DATA LINES:
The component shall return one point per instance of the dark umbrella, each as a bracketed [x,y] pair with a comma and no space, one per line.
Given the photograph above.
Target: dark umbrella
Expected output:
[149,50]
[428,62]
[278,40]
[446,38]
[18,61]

AIM: Put each line of the records above into a Markdown table with two columns, Row and Content. Number the rows in order and leave out any blank lines.

RIGHT ANSWER:
| Row | Content |
|---|---|
| 1 | The component shall return one point per instance of the dark umbrella, each as a bracketed [x,y] pair with a comma and no space, one per line. |
| 2 | Given the photograph above. |
| 3 | Target: dark umbrella |
| 4 | Expected output: |
| 5 | [149,50] |
| 6 | [428,62] |
| 7 | [278,40] |
| 8 | [446,38] |
| 9 | [18,61] |